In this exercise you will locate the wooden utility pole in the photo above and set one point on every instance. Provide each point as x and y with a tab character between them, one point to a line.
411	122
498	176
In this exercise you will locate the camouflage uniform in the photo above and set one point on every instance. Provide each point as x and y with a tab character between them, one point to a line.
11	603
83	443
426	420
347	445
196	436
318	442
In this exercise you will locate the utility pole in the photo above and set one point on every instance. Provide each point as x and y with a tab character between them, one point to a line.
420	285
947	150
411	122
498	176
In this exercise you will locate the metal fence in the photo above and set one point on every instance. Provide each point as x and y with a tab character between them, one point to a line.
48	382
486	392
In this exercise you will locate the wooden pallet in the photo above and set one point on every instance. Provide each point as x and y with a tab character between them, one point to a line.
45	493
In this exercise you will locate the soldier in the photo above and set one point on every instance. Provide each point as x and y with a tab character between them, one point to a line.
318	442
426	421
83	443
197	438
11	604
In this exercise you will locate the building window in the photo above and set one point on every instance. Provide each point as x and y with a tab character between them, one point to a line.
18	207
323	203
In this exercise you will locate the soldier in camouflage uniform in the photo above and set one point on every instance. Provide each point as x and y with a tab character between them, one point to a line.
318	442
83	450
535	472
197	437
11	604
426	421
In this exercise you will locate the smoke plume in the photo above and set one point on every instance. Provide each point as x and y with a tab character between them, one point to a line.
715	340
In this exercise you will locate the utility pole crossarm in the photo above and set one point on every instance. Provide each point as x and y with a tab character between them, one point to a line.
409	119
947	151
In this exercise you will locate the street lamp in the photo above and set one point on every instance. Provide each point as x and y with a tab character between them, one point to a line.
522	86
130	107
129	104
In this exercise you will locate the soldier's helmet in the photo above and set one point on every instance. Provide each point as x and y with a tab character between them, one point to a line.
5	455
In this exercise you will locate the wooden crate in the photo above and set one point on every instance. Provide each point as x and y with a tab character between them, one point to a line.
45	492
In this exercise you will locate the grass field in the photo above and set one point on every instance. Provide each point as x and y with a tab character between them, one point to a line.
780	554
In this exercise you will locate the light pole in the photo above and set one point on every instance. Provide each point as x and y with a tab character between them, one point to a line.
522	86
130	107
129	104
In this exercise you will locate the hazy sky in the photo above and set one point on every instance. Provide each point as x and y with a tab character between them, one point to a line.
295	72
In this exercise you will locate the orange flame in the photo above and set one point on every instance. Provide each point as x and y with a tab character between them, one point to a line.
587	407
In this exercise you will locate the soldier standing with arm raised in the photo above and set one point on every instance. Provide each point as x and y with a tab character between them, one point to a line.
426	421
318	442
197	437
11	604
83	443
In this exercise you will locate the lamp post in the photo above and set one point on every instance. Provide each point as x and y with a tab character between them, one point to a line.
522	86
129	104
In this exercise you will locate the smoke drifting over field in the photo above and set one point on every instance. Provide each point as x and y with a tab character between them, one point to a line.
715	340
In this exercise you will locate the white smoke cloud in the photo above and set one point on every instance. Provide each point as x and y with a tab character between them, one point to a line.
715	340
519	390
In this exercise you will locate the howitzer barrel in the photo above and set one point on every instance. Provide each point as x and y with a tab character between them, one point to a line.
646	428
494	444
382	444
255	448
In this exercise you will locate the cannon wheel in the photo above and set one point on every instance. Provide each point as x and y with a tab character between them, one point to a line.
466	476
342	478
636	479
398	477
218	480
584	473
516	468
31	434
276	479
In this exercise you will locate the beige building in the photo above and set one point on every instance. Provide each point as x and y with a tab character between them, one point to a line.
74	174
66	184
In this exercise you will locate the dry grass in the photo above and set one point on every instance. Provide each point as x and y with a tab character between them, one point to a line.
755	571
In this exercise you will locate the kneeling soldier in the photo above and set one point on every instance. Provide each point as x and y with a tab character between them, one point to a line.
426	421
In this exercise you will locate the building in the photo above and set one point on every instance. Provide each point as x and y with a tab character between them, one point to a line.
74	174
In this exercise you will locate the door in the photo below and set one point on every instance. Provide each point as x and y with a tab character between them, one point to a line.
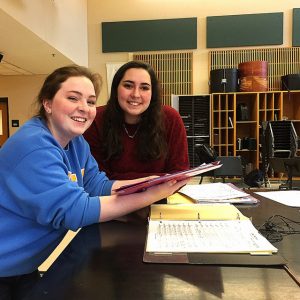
4	128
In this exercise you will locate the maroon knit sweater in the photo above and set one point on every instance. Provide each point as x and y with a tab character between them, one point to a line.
128	166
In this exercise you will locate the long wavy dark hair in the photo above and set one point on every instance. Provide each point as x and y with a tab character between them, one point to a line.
151	138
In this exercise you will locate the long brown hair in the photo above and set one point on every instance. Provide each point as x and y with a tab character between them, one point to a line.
151	134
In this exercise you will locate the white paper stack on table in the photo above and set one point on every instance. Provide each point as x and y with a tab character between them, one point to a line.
217	193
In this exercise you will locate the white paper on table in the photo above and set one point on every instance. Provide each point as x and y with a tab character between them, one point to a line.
206	237
218	191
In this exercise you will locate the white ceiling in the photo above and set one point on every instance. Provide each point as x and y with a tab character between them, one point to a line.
24	53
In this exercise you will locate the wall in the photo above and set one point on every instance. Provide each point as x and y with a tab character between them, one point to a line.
114	10
21	92
61	23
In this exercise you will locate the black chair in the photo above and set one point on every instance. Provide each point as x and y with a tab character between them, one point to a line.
290	166
232	166
279	140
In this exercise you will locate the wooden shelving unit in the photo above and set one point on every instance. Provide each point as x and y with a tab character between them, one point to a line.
227	130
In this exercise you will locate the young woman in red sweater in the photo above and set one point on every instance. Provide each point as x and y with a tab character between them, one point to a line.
134	135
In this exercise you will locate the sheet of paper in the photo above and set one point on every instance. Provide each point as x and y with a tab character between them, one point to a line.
289	198
238	236
216	192
180	175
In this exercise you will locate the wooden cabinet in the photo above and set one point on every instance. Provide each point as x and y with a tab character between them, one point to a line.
237	118
195	113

○ ○ ○ ○ ○

#### Work to be completed:
Write out the listing above again, exactly, but with no pictures in the copy.

#### Exercise response:
In this exercise you will locate the wooden utility pole in the photo above and set one point on every instance. Provide each point as x and y with a tab character between them, one point to a line.
411	122
498	176
In this exercise you will locate the camouflage uniform in the photo above and set one point on every instance. Provide each point as x and y with a tab character between them, one point to a line.
11	603
83	443
426	420
347	445
196	436
318	442
In this exercise you will locate the utility pole in the photo above and set one point on every instance. Provide each point as x and y with a tab character between them, one point to a line.
420	285
947	150
411	122
498	176
In this exercise you will locate the metal fence in the photo above and set one point on every instance. Provide each point as x and y with a tab character between them, one point to a line.
48	382
486	392
In this exercise you will locate the wooden pallet in the photo above and set one point on every instance. Provide each point as x and y with a tab character between them, one point to a line.
45	493
In this exercise you will locate the soldier in the photo above and set one point on every instance. Provide each point as x and y with a tab character between them, one point to a line.
318	442
426	421
83	443
197	438
11	604
In this exercise you will locate the building window in the photo above and set one point on every instance. Provide each point as x and y with a tab character between them, one point to a line.
18	207
323	203
In this exercise you will locate the soldier in camouflage uniform in the photo above and set one point on every instance. Provide each point as x and y with a tab character between them, one point to a line.
318	442
83	450
535	472
197	437
11	604
426	421
In this exercise you will locate the smoke plume in the photo above and set one point on every instance. Provide each point as x and y with a tab character between them, one point to a line.
715	340
In this exercise you will locate the utility pole crossarm in the photo above and set one point on every instance. Provide each point as x and y with a tab character between them, one point to a line.
409	119
947	151
In this exercise you will locate the street lamp in the photo above and set one point on every instance. Provide each point as x and y with a tab character between them, one point to a line.
522	86
130	107
129	104
In this exercise you will locate the soldier's helmet in the photo above and set one point on every instance. Provide each point as x and y with a tab character between them, one point to a line.
5	455
In this exercise you will locate the wooden crate in the photo above and set one point on every instance. Provide each point as x and y with a tab character between them, one point to a line.
45	492
In this exercise you will locate the grass field in the photo above and set one point on every instance. Provide each point as x and y with a tab character between them, one point to a line.
780	554
In this exercise you will locate the light pole in the photo above and set one point on every instance. Provide each point as x and y with a tab character between them, one point to a line.
522	86
130	107
129	104
In this exercise you will locate the hazy sky in the photo above and set one point on every instance. Provide each point as x and y with a tab character between them, one point to a line.
295	72
In this exercise you will locate the orange flame in the photo above and set one point on every instance. Provide each point as x and y with a tab character between them, one point to a line.
587	407
In this exercise you will locate the soldier standing with arm raised in the photo above and set one point on every instance. Provide each point as x and y with a tab character between them, one point to a line.
426	421
318	442
197	437
11	604
83	443
In this exercise you will locate the lamp post in the photo above and set one point on every instance. Provide each point as x and y with a tab character between them, one point to a line.
522	86
129	104
In this exercise you will locate the smoke drifting over field in the photo above and set one point on every instance. Provide each point as x and y with a tab character between them, one point to a line.
715	340
In this exercise you will locate the white smoke cloud in the photo above and set one point on every instance. Provide each point as x and y with a tab character between them, one point to a line.
715	340
519	390
In this exercise you will locate the howitzer barrel in the photo above and set one point on every instance. Provide each point as x and y with a tab character between them, one point to a line.
646	428
494	444
382	444
255	448
In this exercise you will locate the cannon wheel in the photo above and set one point on every instance. Provide each point as x and y with a tab character between them, one point to a line.
466	476
342	478
636	479
398	477
218	480
584	473
516	468
31	434
276	479
In this exercise you will locate the beige building in the photo above and set one point on every instance. Provide each point as x and y with a tab character between them, one point to a line.
74	174
66	184
In this exercise you will locate the dry grass in the photo above and set one point on every instance. Provide each point as x and y with a tab character between them, one point to a line.
755	571
In this exercise you will locate the kneeling soldier in the photo above and set one point on every instance. Provide each point as x and y with a tab character between them, one point to a line.
426	421
In this exercise you will locate the building in the photo above and set one point on every instance. Provide each point as x and y with a tab character between them, one point to a line.
74	174
In this exercise you will locate the door in the photo below and set one point on every instance. Provide each point as x and y with a tab character between them, one point to a line.
4	128
In this exercise you will locate the maroon knit sweater in the photo above and set one point on every instance. Provide each point as x and y with a tab character between them, one point to a line.
128	166
In this exercise you will locate the long wavy dark hair in the photo above and set one point on every instance. Provide each point as x and y with a tab character between them, one point to a line.
151	138
In this exercise you will locate the long brown hair in the photo above and set one point on every instance. Provide each point as x and y with a tab character between them, one point to a line.
151	134
In this exercise you will locate the white paper stack on table in the photo above and set one point on every instance. Provide each point as x and y with a tab character between them, one point to a line.
217	193
In this exercise you will locate the white paper on table in the photo above and set one point on every instance. Provide each point as x and y with a tab character between them, one point to a line.
206	237
218	191
In this exercise you will locate the white ceiling in the photo above and set one point on every instance. Provide each point as x and y with a tab character between them, one point to a line.
24	53
In this exercise you will locate the wall in the photo above and set one point on every instance. Provide each point as x and y with a tab character between them, one point to a line.
114	10
21	92
61	23
In this exercise you will locate the black chair in the photo above and set one point on every instance. Provide each point as x and y with a tab character between them, one point to a line.
290	166
232	166
279	140
In this exercise you will locate the wooden shelving unit in the photo above and set one point on every instance. Provide each point as x and y with a tab character between them, one point to a line.
227	130
In this exercise you will locate the young woman in red sweater in the photo above and set one point on every instance. Provide each point as x and y with a tab character between them, one point to a line.
134	135
In this exercise you will locate the sheet of paper in the photo above and set one point on every instance. Provide each point as x and y with a tab character between them, one point to a line.
289	198
238	236
216	192
180	175
In this exercise you will locate the wooden cabinet in the photo above and set one point on every instance. Provide each point as x and y with a tab character between them, one point to a line.
237	118
195	113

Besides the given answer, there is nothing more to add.